## What this task involves
Would you please copy every line below that includes the string "cloud"?

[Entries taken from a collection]

*** Block opens ***

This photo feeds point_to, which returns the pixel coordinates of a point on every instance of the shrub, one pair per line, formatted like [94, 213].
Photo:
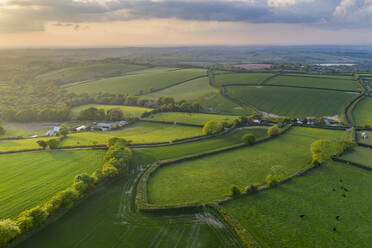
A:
[251, 189]
[8, 231]
[53, 143]
[109, 170]
[321, 151]
[97, 176]
[114, 140]
[31, 218]
[273, 131]
[234, 191]
[212, 127]
[249, 139]
[42, 143]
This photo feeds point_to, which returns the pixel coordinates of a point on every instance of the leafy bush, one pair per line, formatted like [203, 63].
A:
[249, 139]
[42, 143]
[273, 131]
[212, 127]
[109, 171]
[234, 191]
[31, 218]
[251, 189]
[53, 144]
[8, 231]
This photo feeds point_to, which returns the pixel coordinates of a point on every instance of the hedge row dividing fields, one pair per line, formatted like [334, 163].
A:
[108, 219]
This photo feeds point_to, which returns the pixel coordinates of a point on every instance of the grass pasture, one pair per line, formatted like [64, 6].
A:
[87, 72]
[128, 111]
[190, 118]
[180, 150]
[292, 102]
[362, 113]
[30, 179]
[140, 132]
[108, 219]
[316, 82]
[361, 155]
[137, 84]
[273, 216]
[240, 78]
[209, 178]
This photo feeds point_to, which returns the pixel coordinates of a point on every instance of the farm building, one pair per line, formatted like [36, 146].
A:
[364, 135]
[53, 131]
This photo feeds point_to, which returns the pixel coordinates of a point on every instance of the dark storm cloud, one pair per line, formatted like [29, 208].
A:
[32, 15]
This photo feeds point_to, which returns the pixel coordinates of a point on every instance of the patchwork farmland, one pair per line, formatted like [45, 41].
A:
[161, 155]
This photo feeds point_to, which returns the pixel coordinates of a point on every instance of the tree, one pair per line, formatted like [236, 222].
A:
[212, 127]
[249, 139]
[31, 218]
[8, 231]
[273, 131]
[63, 130]
[322, 150]
[234, 191]
[114, 114]
[53, 144]
[42, 143]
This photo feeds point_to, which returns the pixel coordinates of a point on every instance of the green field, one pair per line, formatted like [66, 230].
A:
[140, 132]
[273, 216]
[176, 151]
[137, 83]
[361, 155]
[31, 178]
[241, 78]
[316, 82]
[362, 113]
[87, 72]
[209, 178]
[292, 102]
[191, 90]
[108, 219]
[190, 118]
[128, 111]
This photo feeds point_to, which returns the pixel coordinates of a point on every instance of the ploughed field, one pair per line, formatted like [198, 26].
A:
[32, 178]
[137, 84]
[303, 212]
[208, 178]
[108, 219]
[292, 102]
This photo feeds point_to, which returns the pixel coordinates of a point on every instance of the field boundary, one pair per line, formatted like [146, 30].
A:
[141, 197]
[172, 85]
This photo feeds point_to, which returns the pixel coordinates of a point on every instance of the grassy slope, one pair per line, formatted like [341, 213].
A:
[340, 84]
[241, 78]
[361, 155]
[293, 102]
[191, 118]
[272, 216]
[128, 111]
[85, 72]
[29, 179]
[209, 178]
[176, 151]
[137, 83]
[108, 219]
[140, 132]
[362, 113]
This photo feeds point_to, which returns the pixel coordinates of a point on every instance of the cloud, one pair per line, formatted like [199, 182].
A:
[33, 15]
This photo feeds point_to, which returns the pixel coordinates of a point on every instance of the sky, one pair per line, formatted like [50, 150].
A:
[97, 23]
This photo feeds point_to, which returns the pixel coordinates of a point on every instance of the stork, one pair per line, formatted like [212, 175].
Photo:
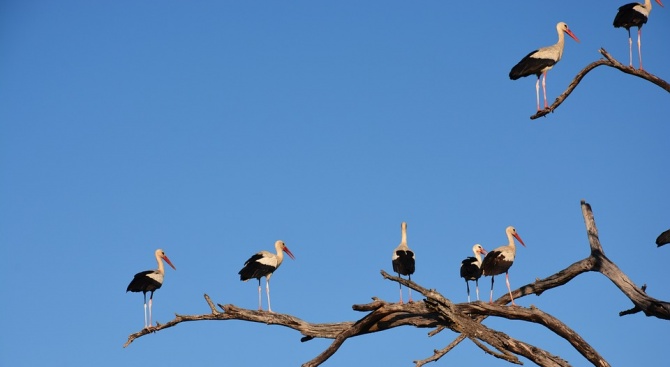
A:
[540, 61]
[663, 238]
[403, 259]
[263, 264]
[150, 281]
[471, 269]
[499, 261]
[633, 15]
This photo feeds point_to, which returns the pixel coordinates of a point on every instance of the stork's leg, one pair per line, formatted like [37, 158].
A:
[145, 310]
[537, 92]
[410, 289]
[630, 49]
[544, 89]
[491, 297]
[509, 288]
[151, 297]
[260, 308]
[267, 290]
[639, 45]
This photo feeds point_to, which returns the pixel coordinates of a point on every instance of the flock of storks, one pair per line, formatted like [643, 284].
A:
[495, 262]
[541, 60]
[264, 264]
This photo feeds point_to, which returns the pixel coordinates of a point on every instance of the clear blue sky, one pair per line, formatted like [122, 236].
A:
[212, 129]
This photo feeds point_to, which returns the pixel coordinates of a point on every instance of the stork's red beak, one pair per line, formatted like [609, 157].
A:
[520, 240]
[289, 253]
[169, 262]
[569, 32]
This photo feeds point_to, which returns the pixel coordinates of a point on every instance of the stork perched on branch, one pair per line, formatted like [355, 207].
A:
[634, 15]
[542, 60]
[403, 259]
[150, 281]
[263, 264]
[499, 260]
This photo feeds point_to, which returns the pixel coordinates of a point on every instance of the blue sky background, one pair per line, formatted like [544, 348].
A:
[212, 129]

*** Block closes ***

## Final answer
This photo feeds point_to, which returns the pixel coordinates of a point on every instance of the dark storm cloud, one pair per line, formatted like [29, 208].
This photo feeds point_to, which returns the pixel coordinates of a point on every instance of the cloud, one pair per line, formatted like [199, 182].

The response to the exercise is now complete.